:: RECORDS SHOWN ::

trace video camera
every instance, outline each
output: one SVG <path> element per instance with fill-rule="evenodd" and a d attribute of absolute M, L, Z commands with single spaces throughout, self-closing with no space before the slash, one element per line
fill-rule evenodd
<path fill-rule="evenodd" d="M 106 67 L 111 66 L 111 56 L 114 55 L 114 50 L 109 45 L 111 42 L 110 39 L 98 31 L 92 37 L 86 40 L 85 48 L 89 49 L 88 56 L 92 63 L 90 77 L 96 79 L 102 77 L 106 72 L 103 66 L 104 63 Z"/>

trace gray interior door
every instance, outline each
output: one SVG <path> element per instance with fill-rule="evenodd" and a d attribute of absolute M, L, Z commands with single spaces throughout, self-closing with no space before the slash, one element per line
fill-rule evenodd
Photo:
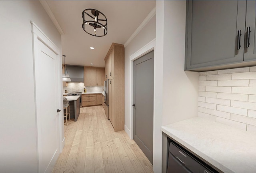
<path fill-rule="evenodd" d="M 243 60 L 246 2 L 187 1 L 187 69 Z"/>
<path fill-rule="evenodd" d="M 134 62 L 133 139 L 153 163 L 154 51 Z"/>

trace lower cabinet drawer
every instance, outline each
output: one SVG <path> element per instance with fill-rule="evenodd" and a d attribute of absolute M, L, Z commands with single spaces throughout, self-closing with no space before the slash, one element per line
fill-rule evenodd
<path fill-rule="evenodd" d="M 96 104 L 96 101 L 83 101 L 82 103 L 82 106 L 90 106 L 91 105 L 95 105 Z"/>

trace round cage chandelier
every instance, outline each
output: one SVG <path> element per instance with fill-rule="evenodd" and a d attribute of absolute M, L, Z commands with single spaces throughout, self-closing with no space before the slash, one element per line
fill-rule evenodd
<path fill-rule="evenodd" d="M 92 14 L 89 13 L 90 12 Z M 108 21 L 105 15 L 97 10 L 88 8 L 82 13 L 84 31 L 96 37 L 103 37 L 108 33 Z"/>

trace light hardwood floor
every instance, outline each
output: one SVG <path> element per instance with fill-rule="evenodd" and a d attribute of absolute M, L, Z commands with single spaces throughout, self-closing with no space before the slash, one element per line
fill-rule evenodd
<path fill-rule="evenodd" d="M 53 173 L 153 173 L 134 141 L 114 132 L 102 106 L 80 109 L 77 121 L 64 125 L 66 144 Z"/>

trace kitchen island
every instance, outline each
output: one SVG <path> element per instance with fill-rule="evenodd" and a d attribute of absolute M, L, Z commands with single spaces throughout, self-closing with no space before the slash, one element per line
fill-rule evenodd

:::

- **STATED GOAL**: Rewrite the items above as a JSON list of strings with one string per line, skipping blank lines. Leave the pictures out.

- **SOLUTION**:
[
  "trace video camera",
  "every instance, outline each",
  "output: one SVG <path> element per instance with fill-rule=\"evenodd\" and a d attribute of absolute M, L, Z commands with single spaces throughout, self-closing with no space before the slash, one element per line",
  "fill-rule evenodd",
  "<path fill-rule=\"evenodd\" d=\"M 106 67 L 111 66 L 111 56 L 114 55 L 114 50 L 109 45 L 111 42 L 110 39 L 98 31 L 92 37 L 86 40 L 85 48 L 89 49 L 88 56 L 92 63 L 90 77 L 96 79 L 102 77 L 106 72 L 103 66 L 104 63 Z\"/>",
  "trace gray interior door",
  "every instance, outline each",
  "output: one SVG <path> element per instance with fill-rule=\"evenodd\" and a d attribute of absolute M, L, Z commands with single spaces throughout, self-closing with no space before the slash, one element per line",
  "fill-rule evenodd",
  "Photo:",
  "<path fill-rule=\"evenodd\" d=\"M 243 60 L 246 2 L 187 1 L 187 69 Z\"/>",
  "<path fill-rule=\"evenodd\" d=\"M 134 62 L 133 139 L 153 163 L 154 51 Z\"/>",
  "trace lower cabinet drawer",
  "every instance, outline each",
  "output: one SVG <path> element per instance with fill-rule=\"evenodd\" and a d attribute of absolute M, L, Z commands with single spaces throughout, self-closing with no space before the slash, one element per line",
  "fill-rule evenodd",
  "<path fill-rule=\"evenodd\" d=\"M 96 104 L 96 101 L 83 101 L 82 103 L 82 106 L 90 106 L 91 105 L 95 105 Z\"/>",
  "trace round cage chandelier",
  "every instance, outline each",
  "output: one SVG <path> element per instance with fill-rule=\"evenodd\" and a d attribute of absolute M, L, Z commands with single spaces throughout, self-closing with no space before the slash, one element per line",
  "fill-rule evenodd",
  "<path fill-rule=\"evenodd\" d=\"M 92 14 L 89 13 L 90 12 Z M 108 21 L 105 15 L 97 10 L 88 8 L 82 13 L 84 31 L 96 37 L 103 37 L 108 33 Z\"/>",
  "trace light hardwood floor",
  "every instance, outline each",
  "output: one SVG <path> element per instance with fill-rule=\"evenodd\" and a d attribute of absolute M, L, Z commands with single spaces throughout, self-closing with no space before the slash, one element per line",
  "fill-rule evenodd",
  "<path fill-rule=\"evenodd\" d=\"M 53 173 L 153 173 L 134 141 L 114 132 L 102 106 L 80 109 L 77 121 L 64 125 L 66 144 Z\"/>",
  "trace kitchen island",
  "every instance, outline each",
  "output: one SVG <path> element per instance with fill-rule=\"evenodd\" and a d attribute of absolute M, L, Z commands with single spaces throughout, self-closing with no space before the slash, one element per line",
  "fill-rule evenodd"
]